*GIVEN EXERCISE*: Rewrite the whole listing below, changing each "truck" to "vehicle" and keeping everything else the same. Leave the pictures out.

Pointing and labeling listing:
□ □ □
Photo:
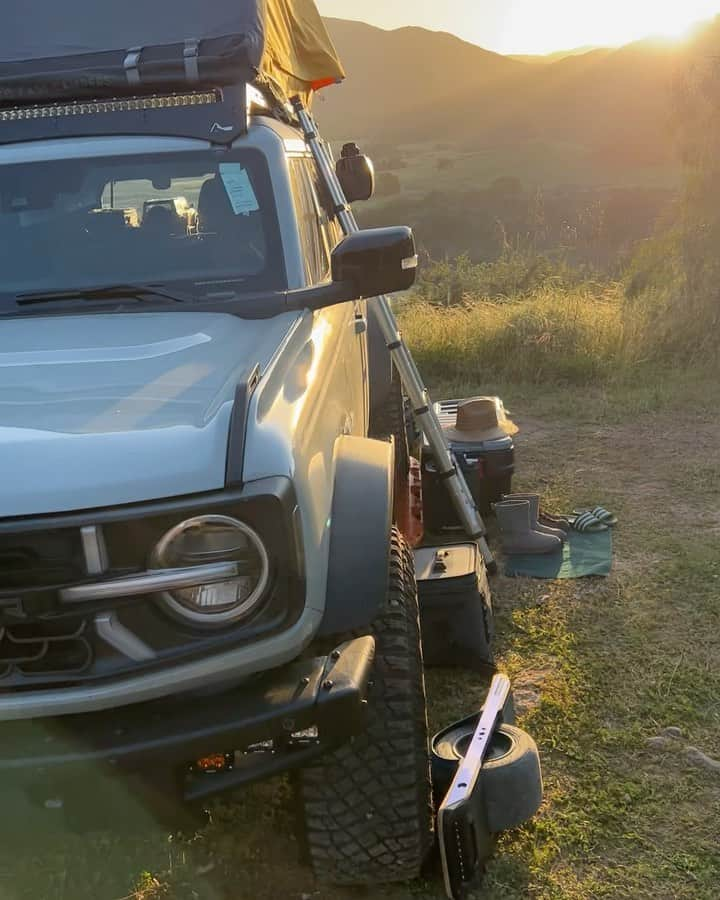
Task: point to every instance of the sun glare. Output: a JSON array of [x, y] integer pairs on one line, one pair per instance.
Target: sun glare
[[533, 27]]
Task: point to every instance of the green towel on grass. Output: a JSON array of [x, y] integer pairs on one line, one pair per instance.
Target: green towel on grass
[[582, 554]]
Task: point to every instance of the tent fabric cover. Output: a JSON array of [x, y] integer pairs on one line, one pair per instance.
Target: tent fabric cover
[[63, 49]]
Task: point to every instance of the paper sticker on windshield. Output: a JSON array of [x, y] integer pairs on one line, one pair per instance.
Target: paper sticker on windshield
[[239, 190]]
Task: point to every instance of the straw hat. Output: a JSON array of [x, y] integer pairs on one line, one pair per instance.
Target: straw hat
[[481, 419]]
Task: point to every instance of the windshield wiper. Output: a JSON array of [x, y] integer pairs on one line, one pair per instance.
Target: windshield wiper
[[138, 292]]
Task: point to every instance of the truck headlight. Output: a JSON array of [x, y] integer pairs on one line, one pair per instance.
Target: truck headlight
[[209, 539]]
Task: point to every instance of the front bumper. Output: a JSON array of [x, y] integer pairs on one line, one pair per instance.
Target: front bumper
[[277, 721]]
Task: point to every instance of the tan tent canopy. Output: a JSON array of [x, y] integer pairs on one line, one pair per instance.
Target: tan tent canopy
[[298, 51], [60, 49]]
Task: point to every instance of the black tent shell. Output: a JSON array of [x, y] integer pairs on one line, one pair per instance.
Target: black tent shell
[[77, 49]]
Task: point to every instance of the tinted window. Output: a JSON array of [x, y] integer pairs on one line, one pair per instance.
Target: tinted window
[[310, 222], [191, 217]]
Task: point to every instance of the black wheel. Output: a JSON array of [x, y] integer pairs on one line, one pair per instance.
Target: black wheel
[[368, 807], [511, 777]]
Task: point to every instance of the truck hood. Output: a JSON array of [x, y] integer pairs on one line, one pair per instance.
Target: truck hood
[[105, 410]]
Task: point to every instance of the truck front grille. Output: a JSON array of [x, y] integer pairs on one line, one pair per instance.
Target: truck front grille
[[39, 560], [47, 647]]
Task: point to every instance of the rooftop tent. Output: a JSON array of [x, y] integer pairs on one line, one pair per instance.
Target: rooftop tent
[[73, 49]]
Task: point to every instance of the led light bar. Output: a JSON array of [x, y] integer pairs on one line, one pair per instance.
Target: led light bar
[[129, 104]]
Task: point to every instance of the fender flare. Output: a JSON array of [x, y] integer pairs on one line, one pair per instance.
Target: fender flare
[[361, 519]]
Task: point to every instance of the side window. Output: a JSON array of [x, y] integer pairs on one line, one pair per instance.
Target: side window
[[310, 221], [332, 232]]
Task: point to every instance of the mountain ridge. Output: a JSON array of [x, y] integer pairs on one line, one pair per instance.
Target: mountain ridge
[[412, 85]]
□ □ □
*REPLY*:
Photo:
Task: point to every instance of the sun glare. Output: a JSON array of [x, y] integer pairs on one line, one pair per instance.
Target: sun glare
[[533, 27]]
Task: point to every instance of the green towel on grass. Output: a JSON array of [x, y] integer pairs on one line, one pair per instance.
Target: green towel on grass
[[582, 554]]
Task: point to every instance of the tent fabric cover. Output: a JSON array of [x, y] integer pairs on one line, one pair per instance.
Target: tent fabric cover
[[63, 49]]
Task: point to every instance of the paper sticker on windshield. Output: a JSON array of [x, y] integer pairs on one line, one pair per instance.
Target: paper sticker on windshield
[[239, 190]]
Task: point to every instance of the straw hat. Output: a JSON array of [x, y] integer pairs on one line, one pair per instance.
Target: straw hat
[[481, 419]]
Task: point to every instance of the windshield wiper. Output: a JSON array of [x, y] integer pairs on one line, one pair per instance.
Target: windshield wiper
[[138, 292]]
Task: point to every instance of the vehicle headlight. Output: a JSON array of [x, y] integer pairs on one line, one pair per instance.
Target: vehicle headlight
[[209, 539]]
Task: point to every instance of the front bumper. Output: a JSON array of [x, y] integer pairs on one line, one pair per instance.
Target: front bumper
[[277, 721]]
Task: point to every instance of the tan tent canopy. Output: a JSON array of [x, y] integer pairs on one line, one pair per instance.
Target: tan tent canopy
[[298, 51], [60, 49]]
Task: point to every instance of the black tent shell. Output: a JSON array of [x, y] integer pairs on one line, one pair per instance.
Target: black tent shell
[[77, 49]]
Task: point to every instance of the tinted window. Output: a JSON array of [x, y] integer pairs on one line, one pair per instance.
Target: tinted window
[[310, 222], [191, 217]]
Task: point to every instance of the black wheel. Output: a JSON array of [x, y] integer pairs on one line, one pair per instance.
Target: black wheel
[[368, 807], [511, 777]]
Task: point to every instance of the vehicle hood. Output: a JSON array of [x, y] integer pairs on one line, one pair per instance.
Target: vehicle hood
[[105, 410]]
Task: point to every instance of the vehicle front grille. Output: a JSON array of [x, y] integer pairs on one line, one pair per instance.
Target: vehicle front grille
[[39, 560], [47, 647]]
Task: point to every instance of the rooftop tent. Output: a JSON array of [x, y] integer pairs on one line, one pair per instance.
Target: rooftop tent
[[73, 49]]
Task: point to every instance of the led light bar. Output: a JSON array of [x, y] integer pairs on one line, one pair per instance.
Target: led light bar
[[129, 104]]
Task: point to every instance of the fender flare. Output: a JSON array of [x, y] integer pairs on one line, one pair per instance.
Target: fender flare
[[361, 519]]
Task: point to every instance of the side window. Output: a JSON array of [x, y] integer pairs on one line, one pair per instance.
Target: side window
[[310, 221], [332, 232]]
Task: point to every instance of the mountain ridge. Output: a JSON array of [x, y] integer pairs on one line, one pair per instance.
Target: mountain ridge
[[412, 85]]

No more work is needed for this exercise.